INSTRUCTIONS TO FOLLOW
Copy every record below exactly.

MATERIAL SHOWN

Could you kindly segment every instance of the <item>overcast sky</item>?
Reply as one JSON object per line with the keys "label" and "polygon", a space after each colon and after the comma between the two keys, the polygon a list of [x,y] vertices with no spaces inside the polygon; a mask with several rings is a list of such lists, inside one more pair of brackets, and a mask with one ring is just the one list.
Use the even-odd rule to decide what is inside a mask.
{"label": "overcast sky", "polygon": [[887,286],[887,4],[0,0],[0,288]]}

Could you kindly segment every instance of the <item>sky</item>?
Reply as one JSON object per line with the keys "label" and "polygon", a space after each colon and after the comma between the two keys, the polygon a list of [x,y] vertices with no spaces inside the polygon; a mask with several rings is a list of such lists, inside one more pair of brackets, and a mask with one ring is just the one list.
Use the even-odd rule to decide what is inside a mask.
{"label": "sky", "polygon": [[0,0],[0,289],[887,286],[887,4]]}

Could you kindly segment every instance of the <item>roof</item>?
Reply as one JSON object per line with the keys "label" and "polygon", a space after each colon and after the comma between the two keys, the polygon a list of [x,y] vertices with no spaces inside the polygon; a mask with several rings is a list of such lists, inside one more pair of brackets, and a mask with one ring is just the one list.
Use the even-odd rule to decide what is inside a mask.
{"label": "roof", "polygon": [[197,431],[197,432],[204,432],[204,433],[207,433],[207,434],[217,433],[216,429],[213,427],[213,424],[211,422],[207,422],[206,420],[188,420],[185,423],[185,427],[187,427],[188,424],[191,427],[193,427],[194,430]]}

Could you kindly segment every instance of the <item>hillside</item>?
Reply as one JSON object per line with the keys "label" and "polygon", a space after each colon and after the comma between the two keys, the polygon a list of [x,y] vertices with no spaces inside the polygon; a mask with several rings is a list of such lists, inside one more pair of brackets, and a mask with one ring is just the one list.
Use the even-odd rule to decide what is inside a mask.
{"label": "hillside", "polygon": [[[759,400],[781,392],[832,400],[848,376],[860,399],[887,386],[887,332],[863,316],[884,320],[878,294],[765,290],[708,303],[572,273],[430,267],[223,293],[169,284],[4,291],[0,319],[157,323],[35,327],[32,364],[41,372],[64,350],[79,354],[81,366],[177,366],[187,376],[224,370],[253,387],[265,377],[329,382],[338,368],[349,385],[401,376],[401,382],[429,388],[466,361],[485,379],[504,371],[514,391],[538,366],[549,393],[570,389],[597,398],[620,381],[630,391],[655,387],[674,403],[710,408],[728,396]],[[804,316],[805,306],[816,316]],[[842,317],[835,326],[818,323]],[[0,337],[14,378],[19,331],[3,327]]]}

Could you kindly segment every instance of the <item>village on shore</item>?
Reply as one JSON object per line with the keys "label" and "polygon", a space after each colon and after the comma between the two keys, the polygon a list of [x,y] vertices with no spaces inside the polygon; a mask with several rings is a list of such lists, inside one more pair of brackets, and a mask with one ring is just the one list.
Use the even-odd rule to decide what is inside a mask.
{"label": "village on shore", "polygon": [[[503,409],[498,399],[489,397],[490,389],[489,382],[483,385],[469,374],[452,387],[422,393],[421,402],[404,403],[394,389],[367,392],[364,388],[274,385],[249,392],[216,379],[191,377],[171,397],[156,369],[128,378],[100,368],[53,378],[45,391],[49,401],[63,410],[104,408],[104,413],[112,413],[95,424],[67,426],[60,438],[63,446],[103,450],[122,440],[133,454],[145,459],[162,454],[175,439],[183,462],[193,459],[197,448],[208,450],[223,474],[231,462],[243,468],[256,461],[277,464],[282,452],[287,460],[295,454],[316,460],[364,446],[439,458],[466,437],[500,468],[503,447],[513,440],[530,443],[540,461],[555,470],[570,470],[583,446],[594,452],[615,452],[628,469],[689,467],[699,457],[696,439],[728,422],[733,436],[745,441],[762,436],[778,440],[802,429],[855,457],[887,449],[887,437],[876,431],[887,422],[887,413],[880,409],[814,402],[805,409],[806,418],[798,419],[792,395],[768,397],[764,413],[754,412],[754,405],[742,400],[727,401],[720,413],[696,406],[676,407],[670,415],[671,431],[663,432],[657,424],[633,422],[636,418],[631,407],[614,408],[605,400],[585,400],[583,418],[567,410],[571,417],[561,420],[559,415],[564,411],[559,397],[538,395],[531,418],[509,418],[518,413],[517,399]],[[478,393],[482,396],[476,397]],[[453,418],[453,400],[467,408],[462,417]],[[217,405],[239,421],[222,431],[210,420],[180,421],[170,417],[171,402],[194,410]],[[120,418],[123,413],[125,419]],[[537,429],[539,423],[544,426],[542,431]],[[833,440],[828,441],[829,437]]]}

EXERCISE RESULT
Could you kindly segment every instance of the <item>overcast sky</item>?
Reply as one JSON object per line with the keys "label" and "polygon", a space after each colon and after the comma between the two keys, the polygon a list of [x,y] vertices with no spaces inside the polygon; a mask with several rings is a list of such lists, inside one more pair of brackets, and a mask with one ring is just the one list.
Use the even-odd rule to decide what is inside a mask.
{"label": "overcast sky", "polygon": [[887,286],[887,4],[0,0],[0,288]]}

Could you kindly segment every instance of the <item>sky</item>?
Reply as one JSON object per line with the keys "label" and "polygon", a space after each colon and after the comma between the two keys, the polygon a list of [x,y] vertices with no spaces inside the polygon; a mask with several rings is a list of such lists, inside one more pair of brackets, and a mask with one ring is just the one list.
Use the even-odd rule to decide what is inside a mask.
{"label": "sky", "polygon": [[0,0],[0,289],[887,286],[887,4]]}

Could you kindly segment every instance of the <item>roof</item>?
Reply as one JSON object per line with the keys "label" and "polygon", a space after each colon and after the comma between the two keys, the polygon a list of [x,y] vertices with no spaces inside the polygon; a mask with several rings is a list of such lists, inside one more pair of brackets, and a mask with one ring is just the one list.
Use the even-odd rule to decide what is inside a mask.
{"label": "roof", "polygon": [[197,431],[197,432],[204,432],[204,433],[207,433],[207,434],[217,433],[216,429],[213,427],[213,424],[211,422],[207,422],[206,420],[188,420],[185,423],[185,427],[187,427],[188,424],[191,427],[193,427],[194,430]]}

Could you kindly segment every instance of the <item>hillside</item>?
Reply as one JSON object per line with the keys "label" and "polygon", a space after each colon and after the comma between the two keys, the polygon a list of [x,y] vertices with no spaces inside the polygon; a mask with several rings is a list of such lists, inside one more pair of brackets, and a mask with one ring is just the one list.
Use the even-odd rule to decide what is inside a mask.
{"label": "hillside", "polygon": [[[759,400],[781,392],[832,400],[848,376],[860,399],[887,386],[887,332],[863,316],[884,320],[878,294],[765,290],[708,303],[572,273],[430,267],[223,293],[169,284],[4,291],[0,319],[157,323],[35,327],[32,364],[41,372],[64,350],[79,354],[81,366],[177,366],[187,376],[224,370],[253,387],[265,377],[329,382],[338,368],[349,385],[401,376],[401,382],[429,388],[466,361],[485,379],[504,371],[514,391],[538,366],[549,393],[570,389],[597,398],[620,381],[630,391],[655,387],[674,403],[710,408],[728,396]],[[804,316],[805,306],[816,316]],[[842,317],[835,326],[818,323]],[[0,337],[14,378],[19,331],[3,327]]]}

Could you kindly segment every instance of the <item>village on shore</item>?
Reply as one JSON object per line with the keys "label" and "polygon", a space after each colon and after the comma between the two keys, the polygon a list of [x,y] vertices with no spaces inside the polygon; a mask with several rings is a list of such lists, inside one more pair of brackets, and a mask with one ring is just the one list.
Use the even-odd rule to decide what is inside a mask.
{"label": "village on shore", "polygon": [[[503,409],[498,399],[489,397],[490,389],[489,382],[483,385],[469,374],[452,387],[422,393],[421,402],[404,403],[394,389],[367,392],[364,388],[274,385],[249,392],[216,379],[191,377],[171,397],[156,369],[128,378],[100,368],[53,378],[45,391],[49,401],[63,410],[104,408],[104,413],[112,413],[95,424],[67,426],[60,438],[63,446],[103,450],[122,440],[133,454],[145,459],[162,454],[175,439],[183,462],[193,459],[197,448],[208,450],[223,474],[231,462],[243,468],[256,461],[277,464],[282,452],[287,460],[295,454],[316,460],[364,446],[439,458],[466,437],[500,468],[503,447],[513,440],[530,443],[540,461],[555,470],[570,470],[583,446],[594,452],[615,452],[628,469],[689,467],[699,457],[696,439],[728,422],[733,436],[745,441],[762,436],[778,440],[802,429],[855,457],[887,449],[887,437],[876,431],[887,422],[887,413],[880,409],[814,402],[805,409],[806,418],[798,419],[792,395],[768,397],[764,413],[754,412],[754,405],[742,400],[727,401],[720,413],[696,406],[676,407],[670,415],[671,431],[663,432],[657,424],[633,422],[636,418],[631,407],[614,408],[605,400],[585,400],[583,418],[567,410],[571,417],[561,420],[559,415],[564,411],[559,397],[538,395],[531,418],[509,418],[518,413],[517,399]],[[478,393],[482,396],[476,397]],[[453,418],[453,400],[467,408],[462,417]],[[217,405],[239,421],[222,431],[210,420],[180,421],[170,417],[171,402],[194,410]],[[120,418],[123,413],[125,419]],[[537,429],[539,423],[544,426],[542,431]],[[833,440],[828,441],[829,437]]]}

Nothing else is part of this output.